=== THE RECORDS ===

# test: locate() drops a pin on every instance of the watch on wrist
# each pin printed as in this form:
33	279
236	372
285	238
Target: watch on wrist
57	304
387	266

===

YOUR TASK: Retype the line containing "# each pin printed" and each line after it through the end of the listing, exactly, leaving out everything else.

TASK SOLUTION:
# each pin printed as in this form:
33	279
236	372
285	238
Target: watch on wrist
57	304
387	266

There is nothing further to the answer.